“He smiled when mommy kissed him, he’s never done that before!” exclaimed new mom Riannon Meadows. “Just being able to be his mother is the best thing ever.”

Meadows just had her baby two weeks ago. A healthy little boy. But his first few weeks of life could have been much different if she hadn’t stopped abusing prescription pain pills four months into her pregnancy.

“He would’ve detoxed and I wouldn’t have been able to keep him. It would start his life off in the direction I didn’t want it to,” Meadows, 29 of Maryville, said.

The baby was not born with Neonatal Abstinence Syndrome (NAS), the disorder infants develop if their mothers abuse opiates during pregnancy.

New mom Riannon Meadows and her baby boy.

It was Meadows’ doctor, Dr. Craig Towers, who recommended she go to a residential detox facility-- a practice that is not standard across the country.

"It’s based on a couple of case reports from the 1970s and that information has just been propagated to the point where it’s fact," said Dr. Towers.

Source material =

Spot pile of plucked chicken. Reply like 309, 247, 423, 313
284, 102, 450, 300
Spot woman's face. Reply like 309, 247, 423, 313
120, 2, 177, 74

Work task = Repeat the article on Riannon Meadows word for word, from "Meadows just had" down to "of Maryville, said.". The listing is separate material and has no connection to the article.

Result of this task =
Meadows just had her baby two weeks ago. A healthy little boy. But his first few weeks of life could have been much different if she hadn’t stopped abusing prescription pain pills four months into her pregnancy.

“He would’ve detoxed and I wouldn’t have been able to keep him. It would start his life off in the direction I didn’t want it to,” Meadows, 29 of Maryville, said.